Text provided:
On 11/05/2012 02:02 PM, Eric Blake wrote:

> Do we really want the ability to open a symlink as an fd
> when using O_EXEC permissions, instead of following the
> symlink into the file that it normally points to?

Opening the symlink with open ("symlink", O_EXEC) should be
OK, since it will follow the symlink.

So I assume you're talking about opening a symlink with
open ("symlink", O_EXEC|O_NOFOLLOW).  This now succeeds,
where it formerly failed as POSIX requires.  So in this
sense, defining O_EXEC to O_PATH has a problem -- it's not a
perfect emulation of O_EXEC.  But the same is true for
defining O_EXEC to O_RDONLY.  So the question is whether
falling back to O_PATH is better, overall, than falling back
to O_RDONLY is.  My impression is that O_PATH is a better
fallback for most GNU applications, but it's quite possible
that I'm missing something.

Collected material:
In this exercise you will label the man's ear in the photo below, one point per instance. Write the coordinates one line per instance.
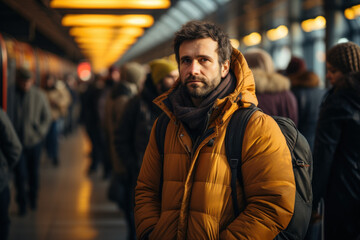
(225, 67)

Complete the following:
a. For each statement, say whether it agrees with the O_EXEC message, answering yes or no and quoting the words of the message that decide it.
(i) Opening a symlink with open ("symlink", O_EXEC) follows the symlink.
(ii) Opening a symlink with O_EXEC|O_NOFOLLOW still fails.
(iii) Defining O_EXEC to O_RDONLY avoids the problem that O_PATH has.
b. Reproduce the O_EXEC message word for word, from "So I assume" up to and including "I'm missing something.".
Nothing in the material is needed here.

Exercise solutions:
a.
(i) Yes: "Opening the symlink with open ("symlink", O_EXEC) should be OK, since it will follow the symlink."
(ii) No: "This now succeeds, where it formerly failed as POSIX requires."
(iii) No: "But the same is true for defining O_EXEC to O_RDONLY."

b.
So I assume you're talking about opening a symlink with
open ("symlink", O_EXEC|O_NOFOLLOW).  This now succeeds,
where it formerly failed as POSIX requires.  So in this
sense, defining O_EXEC to O_PATH has a problem -- it's not a
perfect emulation of O_EXEC.  But the same is true for
defining O_EXEC to O_RDONLY.  So the question is whether
falling back to O_PATH is better, overall, than falling back
to O_RDONLY is.  My impression is that O_PATH is a better
fallback for most GNU applications, but it's quite possible
that I'm missing something.